- Task -
Set down the data below in full and exactly, minus the pictures.

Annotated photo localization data
•••

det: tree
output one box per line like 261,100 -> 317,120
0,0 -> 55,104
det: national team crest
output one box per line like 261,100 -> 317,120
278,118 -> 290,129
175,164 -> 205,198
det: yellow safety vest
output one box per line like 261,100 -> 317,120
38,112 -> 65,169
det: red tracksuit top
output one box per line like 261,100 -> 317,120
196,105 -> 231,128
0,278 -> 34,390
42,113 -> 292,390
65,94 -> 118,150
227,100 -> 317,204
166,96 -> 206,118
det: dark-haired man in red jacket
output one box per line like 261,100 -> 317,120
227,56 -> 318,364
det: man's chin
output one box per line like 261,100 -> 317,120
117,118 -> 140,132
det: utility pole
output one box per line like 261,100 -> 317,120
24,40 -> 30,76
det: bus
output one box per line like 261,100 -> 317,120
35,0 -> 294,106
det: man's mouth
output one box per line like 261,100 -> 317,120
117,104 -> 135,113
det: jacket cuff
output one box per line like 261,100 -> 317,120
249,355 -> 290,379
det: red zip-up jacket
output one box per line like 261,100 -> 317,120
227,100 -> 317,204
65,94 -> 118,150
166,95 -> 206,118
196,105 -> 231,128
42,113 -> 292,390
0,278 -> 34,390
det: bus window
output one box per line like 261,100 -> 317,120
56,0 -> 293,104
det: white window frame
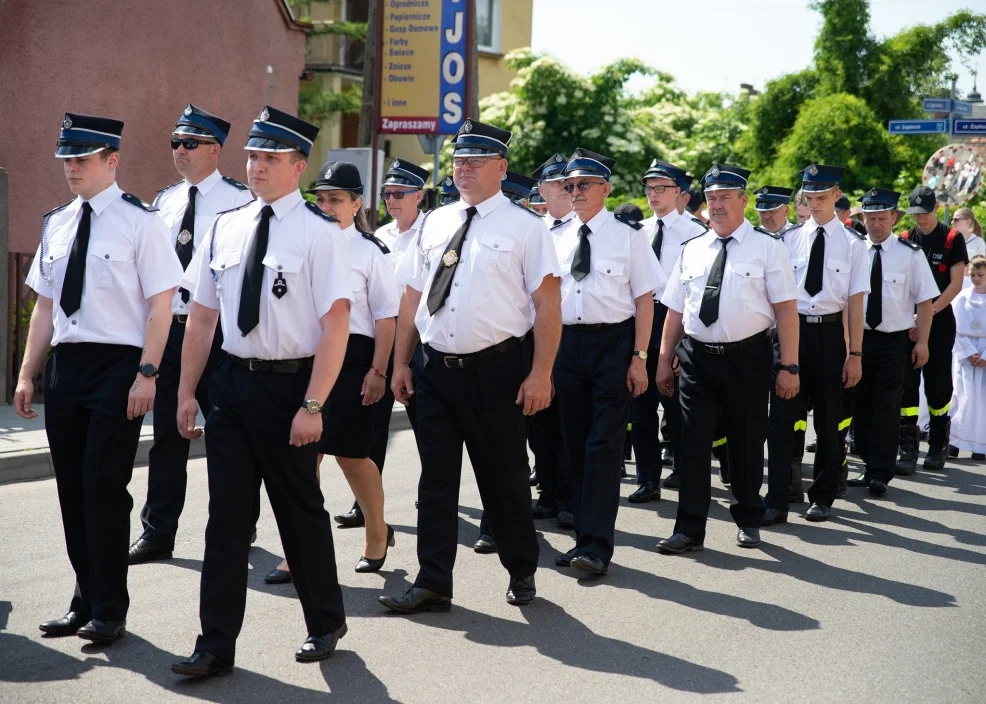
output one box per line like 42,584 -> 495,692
477,0 -> 502,54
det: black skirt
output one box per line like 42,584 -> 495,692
319,334 -> 377,458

•••

- Your solution -
det: tree
output one box per line like 261,100 -> 317,120
0,0 -> 55,104
det: national team crest
output one box per line like 261,100 -> 317,120
278,118 -> 290,129
175,164 -> 205,198
det: yellow safety vest
output one box per line like 261,100 -> 317,120
38,112 -> 65,169
det: red tracksuit top
output one box per line like 261,100 -> 317,120
196,105 -> 231,128
0,278 -> 34,390
42,113 -> 292,390
65,94 -> 118,150
227,100 -> 317,204
166,96 -> 206,118
det: dark-haired man in red jacket
output one box per line like 261,100 -> 317,120
227,56 -> 318,364
det: man's chin
output one box per line like 261,100 -> 317,120
117,118 -> 140,132
det: utility pole
output one box per line like 261,100 -> 317,120
24,40 -> 30,76
det: bus
output one box per line like 261,100 -> 317,120
35,0 -> 294,106
det: man's mouth
output one box per line like 261,100 -> 317,120
117,104 -> 135,113
det: jacket cuff
output one box per line like 261,100 -> 317,120
249,355 -> 290,379
det: red zip-up jacket
output one box per line like 261,100 -> 317,120
227,100 -> 317,204
65,94 -> 118,150
166,95 -> 206,118
196,105 -> 231,128
42,113 -> 292,390
0,278 -> 34,390
det: bus window
output one box per line like 261,100 -> 317,120
56,0 -> 293,104
det: white window frame
output one box per line like 42,584 -> 495,692
477,0 -> 502,54
det: black skirt
output one box per line like 42,584 -> 495,692
319,334 -> 377,458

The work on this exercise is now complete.